* TASK PROMPT
Lines in the data below that contain the word "gray" are to be copied.
---- DATA SHOWN
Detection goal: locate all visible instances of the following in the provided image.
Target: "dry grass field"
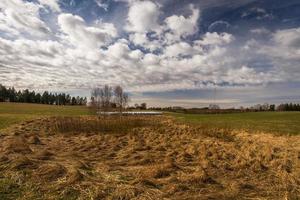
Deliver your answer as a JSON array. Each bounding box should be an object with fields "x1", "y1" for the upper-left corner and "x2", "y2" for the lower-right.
[{"x1": 0, "y1": 115, "x2": 299, "y2": 200}]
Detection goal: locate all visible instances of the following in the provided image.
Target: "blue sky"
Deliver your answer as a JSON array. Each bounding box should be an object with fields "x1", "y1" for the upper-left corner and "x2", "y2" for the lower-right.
[{"x1": 0, "y1": 0, "x2": 300, "y2": 107}]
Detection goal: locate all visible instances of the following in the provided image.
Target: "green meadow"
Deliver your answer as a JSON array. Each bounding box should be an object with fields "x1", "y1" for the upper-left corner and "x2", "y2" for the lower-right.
[
  {"x1": 0, "y1": 103, "x2": 90, "y2": 130},
  {"x1": 171, "y1": 111, "x2": 300, "y2": 135},
  {"x1": 1, "y1": 102, "x2": 300, "y2": 135}
]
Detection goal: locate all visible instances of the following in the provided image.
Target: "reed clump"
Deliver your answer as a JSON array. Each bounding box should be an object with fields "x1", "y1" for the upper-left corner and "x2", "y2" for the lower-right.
[{"x1": 53, "y1": 116, "x2": 155, "y2": 134}]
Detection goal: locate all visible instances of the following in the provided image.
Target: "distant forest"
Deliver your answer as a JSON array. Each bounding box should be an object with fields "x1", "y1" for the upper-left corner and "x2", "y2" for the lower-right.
[
  {"x1": 276, "y1": 103, "x2": 300, "y2": 111},
  {"x1": 0, "y1": 84, "x2": 87, "y2": 105},
  {"x1": 149, "y1": 103, "x2": 300, "y2": 114}
]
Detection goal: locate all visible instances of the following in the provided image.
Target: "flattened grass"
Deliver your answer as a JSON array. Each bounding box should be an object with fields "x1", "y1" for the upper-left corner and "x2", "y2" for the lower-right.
[
  {"x1": 171, "y1": 111, "x2": 300, "y2": 135},
  {"x1": 0, "y1": 178, "x2": 23, "y2": 200},
  {"x1": 1, "y1": 117, "x2": 299, "y2": 199}
]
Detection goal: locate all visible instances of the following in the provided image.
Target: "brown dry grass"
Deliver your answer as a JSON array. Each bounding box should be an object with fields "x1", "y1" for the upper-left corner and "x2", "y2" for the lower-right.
[{"x1": 0, "y1": 116, "x2": 299, "y2": 200}]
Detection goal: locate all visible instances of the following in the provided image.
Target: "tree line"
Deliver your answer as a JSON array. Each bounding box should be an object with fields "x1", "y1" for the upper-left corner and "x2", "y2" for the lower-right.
[
  {"x1": 247, "y1": 103, "x2": 300, "y2": 111},
  {"x1": 277, "y1": 103, "x2": 300, "y2": 111},
  {"x1": 0, "y1": 84, "x2": 87, "y2": 105}
]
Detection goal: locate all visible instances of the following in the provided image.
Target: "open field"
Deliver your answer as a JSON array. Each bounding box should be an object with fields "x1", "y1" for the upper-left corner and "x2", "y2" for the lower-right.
[
  {"x1": 0, "y1": 116, "x2": 299, "y2": 199},
  {"x1": 2, "y1": 103, "x2": 300, "y2": 135},
  {"x1": 0, "y1": 103, "x2": 300, "y2": 199},
  {"x1": 0, "y1": 103, "x2": 90, "y2": 130},
  {"x1": 172, "y1": 112, "x2": 300, "y2": 135}
]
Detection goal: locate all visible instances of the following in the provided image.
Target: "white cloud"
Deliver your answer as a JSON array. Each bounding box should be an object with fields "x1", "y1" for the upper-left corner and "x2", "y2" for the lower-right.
[
  {"x1": 0, "y1": 12, "x2": 20, "y2": 36},
  {"x1": 129, "y1": 49, "x2": 143, "y2": 60},
  {"x1": 0, "y1": 0, "x2": 50, "y2": 37},
  {"x1": 164, "y1": 5, "x2": 200, "y2": 38},
  {"x1": 38, "y1": 0, "x2": 61, "y2": 12},
  {"x1": 273, "y1": 28, "x2": 300, "y2": 48},
  {"x1": 129, "y1": 33, "x2": 148, "y2": 45},
  {"x1": 126, "y1": 0, "x2": 160, "y2": 33},
  {"x1": 257, "y1": 28, "x2": 300, "y2": 62},
  {"x1": 250, "y1": 27, "x2": 270, "y2": 35},
  {"x1": 195, "y1": 32, "x2": 234, "y2": 46},
  {"x1": 126, "y1": 3, "x2": 201, "y2": 50},
  {"x1": 106, "y1": 39, "x2": 130, "y2": 59},
  {"x1": 129, "y1": 32, "x2": 161, "y2": 51},
  {"x1": 0, "y1": 26, "x2": 280, "y2": 93},
  {"x1": 142, "y1": 53, "x2": 160, "y2": 66},
  {"x1": 94, "y1": 0, "x2": 109, "y2": 11},
  {"x1": 257, "y1": 28, "x2": 300, "y2": 80},
  {"x1": 0, "y1": 1, "x2": 297, "y2": 95},
  {"x1": 225, "y1": 66, "x2": 271, "y2": 85},
  {"x1": 164, "y1": 42, "x2": 194, "y2": 57},
  {"x1": 58, "y1": 13, "x2": 117, "y2": 49},
  {"x1": 241, "y1": 7, "x2": 273, "y2": 20}
]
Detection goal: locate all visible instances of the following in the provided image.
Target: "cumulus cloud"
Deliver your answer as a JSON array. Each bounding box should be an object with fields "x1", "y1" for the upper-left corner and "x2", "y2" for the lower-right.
[
  {"x1": 127, "y1": 3, "x2": 201, "y2": 51},
  {"x1": 273, "y1": 28, "x2": 300, "y2": 48},
  {"x1": 106, "y1": 39, "x2": 130, "y2": 59},
  {"x1": 129, "y1": 32, "x2": 162, "y2": 51},
  {"x1": 0, "y1": 0, "x2": 50, "y2": 37},
  {"x1": 1, "y1": 28, "x2": 255, "y2": 92},
  {"x1": 38, "y1": 0, "x2": 61, "y2": 12},
  {"x1": 194, "y1": 32, "x2": 234, "y2": 46},
  {"x1": 0, "y1": 0, "x2": 298, "y2": 96},
  {"x1": 225, "y1": 66, "x2": 272, "y2": 85},
  {"x1": 164, "y1": 5, "x2": 200, "y2": 39},
  {"x1": 164, "y1": 42, "x2": 194, "y2": 57},
  {"x1": 252, "y1": 28, "x2": 300, "y2": 64},
  {"x1": 255, "y1": 28, "x2": 300, "y2": 81},
  {"x1": 58, "y1": 13, "x2": 117, "y2": 49},
  {"x1": 126, "y1": 0, "x2": 160, "y2": 33}
]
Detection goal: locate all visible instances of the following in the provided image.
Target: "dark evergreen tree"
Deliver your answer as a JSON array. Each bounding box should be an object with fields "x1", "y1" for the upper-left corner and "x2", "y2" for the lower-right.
[{"x1": 0, "y1": 84, "x2": 90, "y2": 106}]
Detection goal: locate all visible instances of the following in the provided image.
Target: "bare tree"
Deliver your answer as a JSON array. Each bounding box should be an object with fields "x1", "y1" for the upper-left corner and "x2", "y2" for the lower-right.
[
  {"x1": 114, "y1": 85, "x2": 129, "y2": 113},
  {"x1": 102, "y1": 85, "x2": 113, "y2": 112},
  {"x1": 90, "y1": 85, "x2": 113, "y2": 114},
  {"x1": 90, "y1": 87, "x2": 101, "y2": 112},
  {"x1": 140, "y1": 103, "x2": 147, "y2": 110},
  {"x1": 134, "y1": 103, "x2": 139, "y2": 109}
]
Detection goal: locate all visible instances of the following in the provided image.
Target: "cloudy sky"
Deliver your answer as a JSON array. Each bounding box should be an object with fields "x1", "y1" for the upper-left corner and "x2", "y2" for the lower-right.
[{"x1": 0, "y1": 0, "x2": 300, "y2": 107}]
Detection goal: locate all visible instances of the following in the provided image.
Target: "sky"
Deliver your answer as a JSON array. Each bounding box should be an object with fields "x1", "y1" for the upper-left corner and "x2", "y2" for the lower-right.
[{"x1": 0, "y1": 0, "x2": 300, "y2": 108}]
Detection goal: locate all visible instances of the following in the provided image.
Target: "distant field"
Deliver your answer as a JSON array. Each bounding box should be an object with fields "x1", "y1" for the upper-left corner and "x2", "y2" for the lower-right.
[
  {"x1": 0, "y1": 103, "x2": 91, "y2": 130},
  {"x1": 171, "y1": 111, "x2": 300, "y2": 135},
  {"x1": 1, "y1": 103, "x2": 300, "y2": 135}
]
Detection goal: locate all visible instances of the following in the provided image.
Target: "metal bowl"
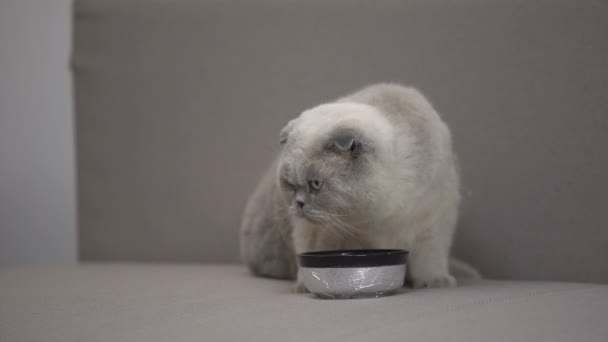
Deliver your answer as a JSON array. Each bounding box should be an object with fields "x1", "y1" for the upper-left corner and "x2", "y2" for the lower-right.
[{"x1": 297, "y1": 249, "x2": 408, "y2": 299}]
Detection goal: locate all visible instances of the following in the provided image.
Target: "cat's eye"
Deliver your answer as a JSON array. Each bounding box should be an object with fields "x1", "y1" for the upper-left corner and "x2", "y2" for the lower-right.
[
  {"x1": 281, "y1": 178, "x2": 295, "y2": 190},
  {"x1": 350, "y1": 140, "x2": 362, "y2": 158},
  {"x1": 308, "y1": 179, "x2": 323, "y2": 192}
]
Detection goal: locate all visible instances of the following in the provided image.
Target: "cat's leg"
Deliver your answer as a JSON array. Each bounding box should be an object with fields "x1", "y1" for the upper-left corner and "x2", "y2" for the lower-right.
[
  {"x1": 241, "y1": 206, "x2": 297, "y2": 280},
  {"x1": 407, "y1": 233, "x2": 456, "y2": 288},
  {"x1": 292, "y1": 221, "x2": 314, "y2": 293},
  {"x1": 294, "y1": 270, "x2": 309, "y2": 293},
  {"x1": 292, "y1": 221, "x2": 343, "y2": 293}
]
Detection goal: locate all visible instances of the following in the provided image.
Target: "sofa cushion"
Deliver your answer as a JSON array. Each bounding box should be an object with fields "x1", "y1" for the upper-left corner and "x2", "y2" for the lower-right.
[{"x1": 1, "y1": 264, "x2": 607, "y2": 341}]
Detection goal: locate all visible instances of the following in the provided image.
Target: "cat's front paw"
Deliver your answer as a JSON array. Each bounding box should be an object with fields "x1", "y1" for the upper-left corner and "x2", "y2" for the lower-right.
[
  {"x1": 294, "y1": 280, "x2": 309, "y2": 294},
  {"x1": 412, "y1": 273, "x2": 456, "y2": 289}
]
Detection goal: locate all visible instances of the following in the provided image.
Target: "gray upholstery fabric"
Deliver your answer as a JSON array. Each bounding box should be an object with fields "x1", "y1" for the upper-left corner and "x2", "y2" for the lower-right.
[
  {"x1": 73, "y1": 0, "x2": 608, "y2": 282},
  {"x1": 1, "y1": 264, "x2": 608, "y2": 342}
]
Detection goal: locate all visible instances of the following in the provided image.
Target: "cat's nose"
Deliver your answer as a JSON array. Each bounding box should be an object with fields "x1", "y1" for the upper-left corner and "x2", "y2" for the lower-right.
[
  {"x1": 296, "y1": 200, "x2": 305, "y2": 209},
  {"x1": 294, "y1": 191, "x2": 306, "y2": 210}
]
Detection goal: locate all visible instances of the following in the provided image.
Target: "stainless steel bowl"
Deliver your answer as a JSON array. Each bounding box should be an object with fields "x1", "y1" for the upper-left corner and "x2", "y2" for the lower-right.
[{"x1": 298, "y1": 249, "x2": 408, "y2": 299}]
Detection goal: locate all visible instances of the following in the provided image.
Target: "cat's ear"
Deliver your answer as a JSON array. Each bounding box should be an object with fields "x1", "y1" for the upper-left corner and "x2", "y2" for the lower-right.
[
  {"x1": 279, "y1": 119, "x2": 297, "y2": 145},
  {"x1": 333, "y1": 135, "x2": 363, "y2": 158}
]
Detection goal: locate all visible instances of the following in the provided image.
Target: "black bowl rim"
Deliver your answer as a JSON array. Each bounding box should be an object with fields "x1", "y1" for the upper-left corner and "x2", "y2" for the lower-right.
[{"x1": 297, "y1": 249, "x2": 408, "y2": 268}]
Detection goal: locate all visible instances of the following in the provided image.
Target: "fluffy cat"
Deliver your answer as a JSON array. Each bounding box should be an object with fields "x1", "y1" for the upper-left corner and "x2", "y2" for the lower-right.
[{"x1": 240, "y1": 83, "x2": 479, "y2": 292}]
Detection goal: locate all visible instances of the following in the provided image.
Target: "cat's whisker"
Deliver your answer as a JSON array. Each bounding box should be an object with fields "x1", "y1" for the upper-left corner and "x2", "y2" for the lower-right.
[
  {"x1": 325, "y1": 213, "x2": 363, "y2": 233},
  {"x1": 303, "y1": 204, "x2": 362, "y2": 240},
  {"x1": 323, "y1": 221, "x2": 345, "y2": 239},
  {"x1": 322, "y1": 211, "x2": 350, "y2": 218},
  {"x1": 326, "y1": 215, "x2": 361, "y2": 241}
]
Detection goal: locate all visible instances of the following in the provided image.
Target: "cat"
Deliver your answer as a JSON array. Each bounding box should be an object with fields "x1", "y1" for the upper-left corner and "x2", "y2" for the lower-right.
[{"x1": 240, "y1": 83, "x2": 479, "y2": 292}]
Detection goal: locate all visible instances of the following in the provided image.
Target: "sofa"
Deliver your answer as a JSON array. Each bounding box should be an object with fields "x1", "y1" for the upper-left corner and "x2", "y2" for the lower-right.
[{"x1": 2, "y1": 1, "x2": 607, "y2": 341}]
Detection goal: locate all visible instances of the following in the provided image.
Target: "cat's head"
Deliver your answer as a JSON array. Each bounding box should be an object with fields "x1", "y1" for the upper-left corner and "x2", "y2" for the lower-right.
[{"x1": 277, "y1": 103, "x2": 395, "y2": 225}]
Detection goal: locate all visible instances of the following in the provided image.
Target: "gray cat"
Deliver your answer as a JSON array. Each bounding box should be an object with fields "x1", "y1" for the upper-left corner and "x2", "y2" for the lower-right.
[{"x1": 240, "y1": 83, "x2": 479, "y2": 292}]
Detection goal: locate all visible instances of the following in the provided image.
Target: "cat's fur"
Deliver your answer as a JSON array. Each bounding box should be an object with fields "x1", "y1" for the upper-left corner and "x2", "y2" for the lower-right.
[{"x1": 240, "y1": 83, "x2": 478, "y2": 291}]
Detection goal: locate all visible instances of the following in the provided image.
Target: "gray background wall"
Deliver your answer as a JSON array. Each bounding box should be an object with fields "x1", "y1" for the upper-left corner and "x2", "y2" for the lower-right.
[
  {"x1": 75, "y1": 0, "x2": 608, "y2": 283},
  {"x1": 0, "y1": 0, "x2": 76, "y2": 267}
]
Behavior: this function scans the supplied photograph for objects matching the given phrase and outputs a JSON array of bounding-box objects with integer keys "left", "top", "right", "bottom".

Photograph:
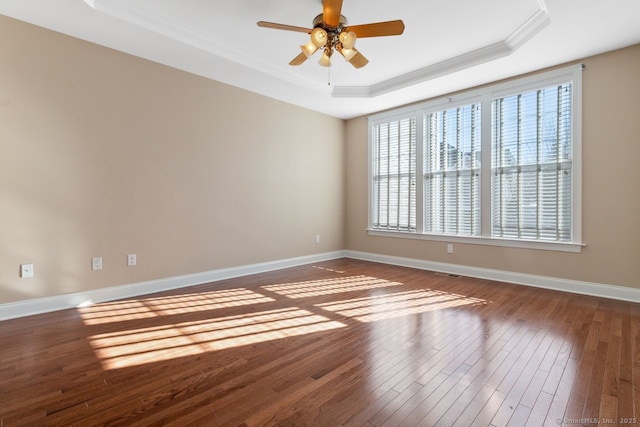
--------
* RESULT
Target: "gray upholstery fabric"
Target: "gray cat"
Target: "gray background wall"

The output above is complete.